## Task objective
Reproduce verbatim the part of the rows below that opens with the first line and closes with the line containing "x=261 y=565", including both of those lines.

## Provided entries
---

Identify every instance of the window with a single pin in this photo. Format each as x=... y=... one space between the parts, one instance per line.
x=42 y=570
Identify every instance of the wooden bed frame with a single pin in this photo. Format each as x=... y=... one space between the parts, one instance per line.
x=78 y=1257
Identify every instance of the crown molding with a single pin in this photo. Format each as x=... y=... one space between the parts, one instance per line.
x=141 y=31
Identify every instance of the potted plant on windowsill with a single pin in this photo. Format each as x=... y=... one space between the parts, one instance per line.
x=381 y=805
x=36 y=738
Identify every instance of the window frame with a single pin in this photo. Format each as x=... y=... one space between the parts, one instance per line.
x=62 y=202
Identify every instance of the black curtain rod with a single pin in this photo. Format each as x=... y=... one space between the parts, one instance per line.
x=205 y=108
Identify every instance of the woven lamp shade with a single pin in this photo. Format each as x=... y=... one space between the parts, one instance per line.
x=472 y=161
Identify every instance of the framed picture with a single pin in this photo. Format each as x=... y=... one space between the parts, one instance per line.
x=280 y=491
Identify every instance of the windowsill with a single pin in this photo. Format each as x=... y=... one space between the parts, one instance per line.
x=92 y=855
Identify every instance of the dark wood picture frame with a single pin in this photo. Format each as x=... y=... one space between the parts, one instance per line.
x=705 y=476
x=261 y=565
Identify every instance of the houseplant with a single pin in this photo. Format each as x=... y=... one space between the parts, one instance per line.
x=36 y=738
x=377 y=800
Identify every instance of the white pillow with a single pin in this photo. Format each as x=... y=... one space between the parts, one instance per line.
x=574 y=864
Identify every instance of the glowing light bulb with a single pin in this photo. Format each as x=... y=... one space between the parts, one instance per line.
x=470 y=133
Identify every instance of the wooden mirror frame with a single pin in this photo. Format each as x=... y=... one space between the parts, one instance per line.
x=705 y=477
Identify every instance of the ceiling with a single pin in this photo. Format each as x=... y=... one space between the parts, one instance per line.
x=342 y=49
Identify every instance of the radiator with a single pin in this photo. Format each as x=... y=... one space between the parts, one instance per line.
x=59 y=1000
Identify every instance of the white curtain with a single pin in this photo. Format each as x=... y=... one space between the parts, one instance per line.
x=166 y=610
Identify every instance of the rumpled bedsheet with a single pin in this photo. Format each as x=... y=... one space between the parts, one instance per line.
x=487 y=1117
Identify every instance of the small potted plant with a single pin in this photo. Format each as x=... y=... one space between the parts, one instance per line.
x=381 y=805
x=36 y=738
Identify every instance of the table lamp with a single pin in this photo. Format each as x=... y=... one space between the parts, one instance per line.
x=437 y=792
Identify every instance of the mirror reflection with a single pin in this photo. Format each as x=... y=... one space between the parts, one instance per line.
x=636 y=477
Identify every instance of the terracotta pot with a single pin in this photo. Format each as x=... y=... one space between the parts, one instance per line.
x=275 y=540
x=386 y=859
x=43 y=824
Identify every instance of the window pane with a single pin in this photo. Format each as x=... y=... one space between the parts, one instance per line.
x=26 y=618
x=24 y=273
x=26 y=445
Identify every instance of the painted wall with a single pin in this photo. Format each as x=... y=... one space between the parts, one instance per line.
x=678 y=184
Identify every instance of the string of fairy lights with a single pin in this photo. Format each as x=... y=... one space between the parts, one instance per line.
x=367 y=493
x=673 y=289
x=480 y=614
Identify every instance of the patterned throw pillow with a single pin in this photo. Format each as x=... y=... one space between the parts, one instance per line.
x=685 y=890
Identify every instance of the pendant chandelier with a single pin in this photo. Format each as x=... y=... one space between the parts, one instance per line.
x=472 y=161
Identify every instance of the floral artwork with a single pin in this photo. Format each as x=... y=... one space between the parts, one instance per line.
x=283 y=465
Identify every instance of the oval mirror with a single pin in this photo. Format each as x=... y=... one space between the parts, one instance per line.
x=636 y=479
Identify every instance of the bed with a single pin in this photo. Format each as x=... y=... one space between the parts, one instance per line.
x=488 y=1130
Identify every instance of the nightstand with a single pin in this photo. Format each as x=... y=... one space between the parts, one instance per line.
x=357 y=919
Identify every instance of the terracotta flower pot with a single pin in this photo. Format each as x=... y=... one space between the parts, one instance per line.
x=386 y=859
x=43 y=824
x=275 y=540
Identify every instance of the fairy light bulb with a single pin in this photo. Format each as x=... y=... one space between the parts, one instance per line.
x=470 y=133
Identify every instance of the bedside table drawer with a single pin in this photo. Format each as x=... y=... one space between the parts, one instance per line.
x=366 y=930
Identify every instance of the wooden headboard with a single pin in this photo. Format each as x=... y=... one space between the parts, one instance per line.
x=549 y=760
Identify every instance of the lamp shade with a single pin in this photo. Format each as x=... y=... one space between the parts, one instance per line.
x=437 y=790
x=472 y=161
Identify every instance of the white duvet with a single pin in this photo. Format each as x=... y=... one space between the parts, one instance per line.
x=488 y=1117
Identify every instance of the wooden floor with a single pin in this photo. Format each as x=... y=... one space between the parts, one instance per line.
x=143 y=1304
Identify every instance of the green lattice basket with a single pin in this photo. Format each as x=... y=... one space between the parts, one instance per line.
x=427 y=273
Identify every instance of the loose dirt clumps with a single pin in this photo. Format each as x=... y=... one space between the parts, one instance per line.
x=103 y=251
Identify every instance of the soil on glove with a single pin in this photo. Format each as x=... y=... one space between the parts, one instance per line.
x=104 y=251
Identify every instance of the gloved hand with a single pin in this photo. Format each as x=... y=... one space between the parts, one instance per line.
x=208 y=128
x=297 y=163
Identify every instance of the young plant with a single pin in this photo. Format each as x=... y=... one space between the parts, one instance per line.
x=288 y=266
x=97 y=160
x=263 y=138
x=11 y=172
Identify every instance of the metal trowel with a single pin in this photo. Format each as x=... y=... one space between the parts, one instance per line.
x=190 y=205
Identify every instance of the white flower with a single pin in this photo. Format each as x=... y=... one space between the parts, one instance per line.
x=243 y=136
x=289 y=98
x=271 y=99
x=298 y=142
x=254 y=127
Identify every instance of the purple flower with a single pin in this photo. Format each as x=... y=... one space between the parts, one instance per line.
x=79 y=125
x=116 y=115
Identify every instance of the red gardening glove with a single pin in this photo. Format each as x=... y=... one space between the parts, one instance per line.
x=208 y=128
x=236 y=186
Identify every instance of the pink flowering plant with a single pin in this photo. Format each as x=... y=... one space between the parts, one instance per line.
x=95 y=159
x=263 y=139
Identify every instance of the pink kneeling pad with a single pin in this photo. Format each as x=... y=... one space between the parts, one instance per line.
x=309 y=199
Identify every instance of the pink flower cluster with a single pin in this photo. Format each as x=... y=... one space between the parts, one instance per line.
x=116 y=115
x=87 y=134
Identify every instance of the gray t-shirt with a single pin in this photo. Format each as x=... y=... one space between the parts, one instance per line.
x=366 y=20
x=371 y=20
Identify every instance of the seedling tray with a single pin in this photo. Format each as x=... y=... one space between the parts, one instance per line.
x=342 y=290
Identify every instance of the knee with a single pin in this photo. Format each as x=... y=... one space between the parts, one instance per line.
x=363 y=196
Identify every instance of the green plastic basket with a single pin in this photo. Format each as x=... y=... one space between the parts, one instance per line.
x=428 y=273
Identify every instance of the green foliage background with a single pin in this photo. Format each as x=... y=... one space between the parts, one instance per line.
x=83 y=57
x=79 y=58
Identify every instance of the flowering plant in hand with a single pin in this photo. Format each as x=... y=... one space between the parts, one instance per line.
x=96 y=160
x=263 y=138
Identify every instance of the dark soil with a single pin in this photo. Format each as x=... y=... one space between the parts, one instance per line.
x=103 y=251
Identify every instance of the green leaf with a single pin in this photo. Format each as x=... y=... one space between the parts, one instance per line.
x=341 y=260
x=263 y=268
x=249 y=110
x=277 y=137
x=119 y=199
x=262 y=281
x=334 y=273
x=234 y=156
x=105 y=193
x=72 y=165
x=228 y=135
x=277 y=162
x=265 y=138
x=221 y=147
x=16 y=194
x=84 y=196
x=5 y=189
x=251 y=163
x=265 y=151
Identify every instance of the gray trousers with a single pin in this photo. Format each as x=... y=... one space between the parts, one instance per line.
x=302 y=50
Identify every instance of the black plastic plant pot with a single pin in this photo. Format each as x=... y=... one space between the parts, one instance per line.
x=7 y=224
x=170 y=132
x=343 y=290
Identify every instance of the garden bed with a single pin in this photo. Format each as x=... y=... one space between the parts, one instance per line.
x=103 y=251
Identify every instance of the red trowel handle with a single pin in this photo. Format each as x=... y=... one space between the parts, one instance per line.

---

## The solution
Identify every instance of the window with a single pin in this photo. Format each as x=... y=... one space between the parts, one instance per line.
x=42 y=570
Identify every instance of the wooden bed frame with a single pin in this photo. Format each as x=... y=... one space between the parts, one instance per line.
x=78 y=1257
Identify every instance of the crown molding with a single pin in this photo. Format each as x=... y=... one space between the parts, one instance per line.
x=141 y=31
Identify every instance of the potted plant on windowsill with a single pin in this photo. Format each as x=... y=... one space between the parts, one instance per line.
x=381 y=805
x=36 y=738
Identify every instance of the window frame with a single pin in this photo. Format each as x=... y=... one space between the parts, one instance per line.
x=62 y=202
Identify every instance of the black curtain rod with a single pin in this photo. Format each as x=... y=... one space between the parts, one instance per line.
x=205 y=108
Identify every instance of the woven lamp shade with a single pin in this photo. Format each as x=... y=... one space between the parts, one instance per line.
x=472 y=161
Identify every instance of the framed picture with a single pin in this photo. Format each as x=... y=... one space between the parts, one instance per line.
x=280 y=491
Identify every instance of the windowsill with a single pin in this photo. Format each as x=... y=... one space between the parts, one instance per line.
x=92 y=855
Identify every instance of the dark wood picture frame with a single pin in this photo. Format each as x=... y=... one space between the parts, one instance per line.
x=705 y=476
x=261 y=565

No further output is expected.